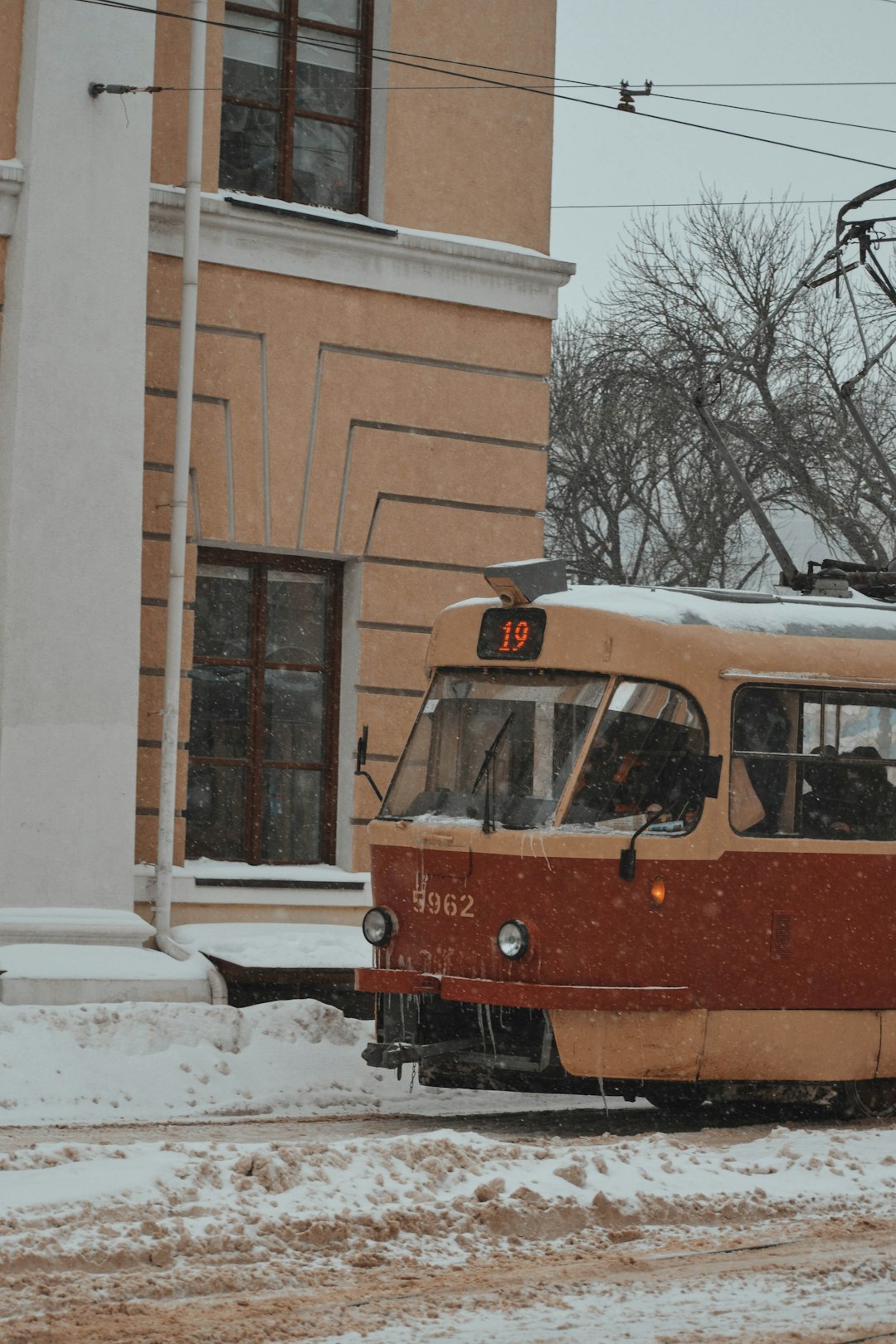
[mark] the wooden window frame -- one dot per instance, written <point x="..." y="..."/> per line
<point x="256" y="762"/>
<point x="286" y="106"/>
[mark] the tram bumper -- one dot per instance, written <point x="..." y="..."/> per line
<point x="484" y="1034"/>
<point x="516" y="993"/>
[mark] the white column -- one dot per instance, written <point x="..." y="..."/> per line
<point x="71" y="397"/>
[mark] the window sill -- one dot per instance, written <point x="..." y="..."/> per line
<point x="210" y="882"/>
<point x="309" y="242"/>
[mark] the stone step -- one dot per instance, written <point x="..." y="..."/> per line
<point x="73" y="925"/>
<point x="56" y="975"/>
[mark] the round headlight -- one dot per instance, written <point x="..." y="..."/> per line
<point x="514" y="938"/>
<point x="377" y="926"/>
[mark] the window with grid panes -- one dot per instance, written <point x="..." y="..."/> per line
<point x="296" y="99"/>
<point x="264" y="710"/>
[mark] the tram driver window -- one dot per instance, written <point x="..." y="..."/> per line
<point x="815" y="763"/>
<point x="638" y="762"/>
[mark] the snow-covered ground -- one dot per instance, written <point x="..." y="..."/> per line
<point x="242" y="1176"/>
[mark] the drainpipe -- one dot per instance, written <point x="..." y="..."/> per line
<point x="179" y="505"/>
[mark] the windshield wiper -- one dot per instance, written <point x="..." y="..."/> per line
<point x="488" y="760"/>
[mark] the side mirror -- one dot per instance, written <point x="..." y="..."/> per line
<point x="702" y="777"/>
<point x="360" y="761"/>
<point x="627" y="856"/>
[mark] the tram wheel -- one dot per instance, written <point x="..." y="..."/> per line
<point x="674" y="1098"/>
<point x="867" y="1098"/>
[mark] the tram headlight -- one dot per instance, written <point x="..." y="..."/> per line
<point x="514" y="940"/>
<point x="377" y="926"/>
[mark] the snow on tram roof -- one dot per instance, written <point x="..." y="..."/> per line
<point x="855" y="617"/>
<point x="733" y="609"/>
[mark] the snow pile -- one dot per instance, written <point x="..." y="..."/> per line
<point x="93" y="1064"/>
<point x="308" y="945"/>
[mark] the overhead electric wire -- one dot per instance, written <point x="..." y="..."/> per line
<point x="683" y="205"/>
<point x="770" y="112"/>
<point x="548" y="93"/>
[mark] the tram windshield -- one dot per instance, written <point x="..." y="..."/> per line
<point x="505" y="741"/>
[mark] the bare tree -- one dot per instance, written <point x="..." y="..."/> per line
<point x="635" y="494"/>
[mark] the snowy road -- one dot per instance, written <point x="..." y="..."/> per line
<point x="143" y="1200"/>
<point x="748" y="1234"/>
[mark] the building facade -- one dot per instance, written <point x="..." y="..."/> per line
<point x="370" y="409"/>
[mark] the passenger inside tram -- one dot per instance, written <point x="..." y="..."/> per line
<point x="762" y="726"/>
<point x="635" y="767"/>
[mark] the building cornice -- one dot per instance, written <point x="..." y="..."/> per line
<point x="362" y="253"/>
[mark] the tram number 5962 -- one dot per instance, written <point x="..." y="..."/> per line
<point x="451" y="905"/>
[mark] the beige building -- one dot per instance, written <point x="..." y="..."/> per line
<point x="370" y="418"/>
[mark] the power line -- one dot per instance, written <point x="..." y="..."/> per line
<point x="768" y="112"/>
<point x="688" y="205"/>
<point x="548" y="93"/>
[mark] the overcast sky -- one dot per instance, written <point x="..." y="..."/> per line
<point x="610" y="158"/>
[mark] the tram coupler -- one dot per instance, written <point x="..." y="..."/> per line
<point x="395" y="1053"/>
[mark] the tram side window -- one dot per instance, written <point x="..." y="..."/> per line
<point x="816" y="763"/>
<point x="640" y="760"/>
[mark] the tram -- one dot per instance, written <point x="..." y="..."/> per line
<point x="642" y="843"/>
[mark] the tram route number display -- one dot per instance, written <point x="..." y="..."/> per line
<point x="455" y="906"/>
<point x="512" y="633"/>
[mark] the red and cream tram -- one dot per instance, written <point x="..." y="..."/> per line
<point x="644" y="841"/>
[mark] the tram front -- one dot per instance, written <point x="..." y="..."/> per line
<point x="508" y="903"/>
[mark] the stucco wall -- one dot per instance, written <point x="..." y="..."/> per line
<point x="399" y="435"/>
<point x="11" y="12"/>
<point x="71" y="427"/>
<point x="473" y="162"/>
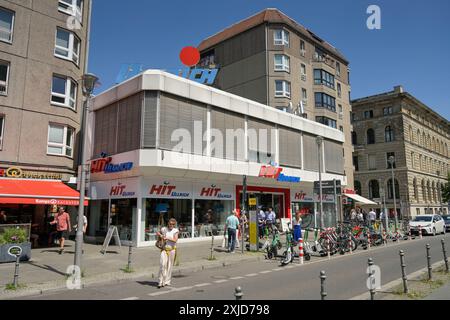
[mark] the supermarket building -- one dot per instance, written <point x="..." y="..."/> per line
<point x="140" y="176"/>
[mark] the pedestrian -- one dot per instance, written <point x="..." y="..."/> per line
<point x="169" y="235"/>
<point x="232" y="225"/>
<point x="3" y="217"/>
<point x="297" y="223"/>
<point x="62" y="222"/>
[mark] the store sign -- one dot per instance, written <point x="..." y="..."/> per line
<point x="120" y="190"/>
<point x="167" y="190"/>
<point x="105" y="165"/>
<point x="214" y="192"/>
<point x="273" y="172"/>
<point x="18" y="173"/>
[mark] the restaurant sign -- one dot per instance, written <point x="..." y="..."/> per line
<point x="18" y="173"/>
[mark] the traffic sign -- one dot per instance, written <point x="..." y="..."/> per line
<point x="15" y="251"/>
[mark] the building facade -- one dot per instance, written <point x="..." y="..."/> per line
<point x="397" y="124"/>
<point x="271" y="59"/>
<point x="164" y="146"/>
<point x="43" y="55"/>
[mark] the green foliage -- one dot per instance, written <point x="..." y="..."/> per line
<point x="13" y="236"/>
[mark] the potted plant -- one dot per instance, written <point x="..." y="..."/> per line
<point x="12" y="237"/>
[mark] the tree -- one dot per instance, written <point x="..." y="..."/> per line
<point x="446" y="190"/>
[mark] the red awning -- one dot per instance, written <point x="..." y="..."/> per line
<point x="38" y="193"/>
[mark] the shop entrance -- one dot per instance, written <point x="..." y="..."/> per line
<point x="278" y="199"/>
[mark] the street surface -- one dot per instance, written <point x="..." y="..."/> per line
<point x="266" y="280"/>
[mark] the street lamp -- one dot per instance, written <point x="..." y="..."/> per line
<point x="319" y="141"/>
<point x="88" y="83"/>
<point x="392" y="162"/>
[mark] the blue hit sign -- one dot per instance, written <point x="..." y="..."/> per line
<point x="203" y="76"/>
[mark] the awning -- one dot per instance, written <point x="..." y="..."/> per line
<point x="37" y="192"/>
<point x="360" y="199"/>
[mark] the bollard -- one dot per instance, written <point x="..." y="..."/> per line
<point x="16" y="272"/>
<point x="323" y="293"/>
<point x="371" y="272"/>
<point x="212" y="248"/>
<point x="445" y="255"/>
<point x="350" y="243"/>
<point x="130" y="250"/>
<point x="430" y="269"/>
<point x="403" y="266"/>
<point x="301" y="253"/>
<point x="238" y="293"/>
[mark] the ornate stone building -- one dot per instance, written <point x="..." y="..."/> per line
<point x="397" y="124"/>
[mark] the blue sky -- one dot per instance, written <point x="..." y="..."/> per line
<point x="412" y="48"/>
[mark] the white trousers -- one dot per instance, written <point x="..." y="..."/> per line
<point x="166" y="262"/>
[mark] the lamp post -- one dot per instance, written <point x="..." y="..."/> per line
<point x="319" y="141"/>
<point x="88" y="81"/>
<point x="392" y="162"/>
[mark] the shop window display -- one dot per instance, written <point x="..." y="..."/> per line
<point x="210" y="217"/>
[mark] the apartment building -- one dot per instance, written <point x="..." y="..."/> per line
<point x="397" y="124"/>
<point x="271" y="59"/>
<point x="43" y="55"/>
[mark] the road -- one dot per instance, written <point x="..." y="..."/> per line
<point x="266" y="280"/>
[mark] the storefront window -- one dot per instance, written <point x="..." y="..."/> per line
<point x="98" y="218"/>
<point x="123" y="216"/>
<point x="159" y="211"/>
<point x="210" y="216"/>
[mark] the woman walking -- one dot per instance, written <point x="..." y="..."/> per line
<point x="170" y="236"/>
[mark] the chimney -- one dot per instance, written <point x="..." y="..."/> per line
<point x="398" y="89"/>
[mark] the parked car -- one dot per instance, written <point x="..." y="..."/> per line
<point x="429" y="224"/>
<point x="447" y="222"/>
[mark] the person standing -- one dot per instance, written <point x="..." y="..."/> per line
<point x="62" y="221"/>
<point x="232" y="225"/>
<point x="167" y="258"/>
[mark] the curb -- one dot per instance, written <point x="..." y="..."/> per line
<point x="119" y="276"/>
<point x="387" y="287"/>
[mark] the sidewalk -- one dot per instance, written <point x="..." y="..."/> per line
<point x="47" y="269"/>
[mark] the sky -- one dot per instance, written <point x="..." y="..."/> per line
<point x="411" y="49"/>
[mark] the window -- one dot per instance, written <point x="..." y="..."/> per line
<point x="389" y="134"/>
<point x="388" y="111"/>
<point x="327" y="121"/>
<point x="372" y="161"/>
<point x="4" y="77"/>
<point x="374" y="189"/>
<point x="354" y="138"/>
<point x="6" y="25"/>
<point x="325" y="101"/>
<point x="282" y="62"/>
<point x="282" y="89"/>
<point x="388" y="155"/>
<point x="303" y="71"/>
<point x="72" y="7"/>
<point x="2" y="126"/>
<point x="67" y="45"/>
<point x="368" y="114"/>
<point x="64" y="92"/>
<point x="281" y="37"/>
<point x="356" y="163"/>
<point x="323" y="77"/>
<point x="60" y="140"/>
<point x="302" y="48"/>
<point x="370" y="136"/>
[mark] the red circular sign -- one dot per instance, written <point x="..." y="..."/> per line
<point x="190" y="56"/>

Your task »
Your reply should consist only of the lines running from the line with "[mark] the curb" to the end of the listing, retyped exactly.

Written reply »
[mark] the curb -- one dot per instance, written <point x="..." y="..."/> per line
<point x="119" y="276"/>
<point x="387" y="287"/>
[mark] the sidewalk -- one dot per instance, written <point x="..." y="..."/> per line
<point x="47" y="269"/>
[mark] the sky -- one dot per instance, written <point x="..." y="..."/> per line
<point x="411" y="49"/>
[mark] the window -- one dot per instance, written <point x="..." y="..."/> per line
<point x="389" y="134"/>
<point x="388" y="111"/>
<point x="327" y="121"/>
<point x="372" y="161"/>
<point x="4" y="77"/>
<point x="374" y="189"/>
<point x="354" y="138"/>
<point x="6" y="25"/>
<point x="325" y="101"/>
<point x="282" y="62"/>
<point x="282" y="89"/>
<point x="388" y="155"/>
<point x="303" y="71"/>
<point x="72" y="7"/>
<point x="2" y="126"/>
<point x="67" y="45"/>
<point x="368" y="114"/>
<point x="64" y="92"/>
<point x="281" y="37"/>
<point x="356" y="163"/>
<point x="323" y="77"/>
<point x="60" y="140"/>
<point x="302" y="48"/>
<point x="370" y="136"/>
[mark] the red circular sign -- one dot per instance, written <point x="..." y="..."/> per line
<point x="190" y="56"/>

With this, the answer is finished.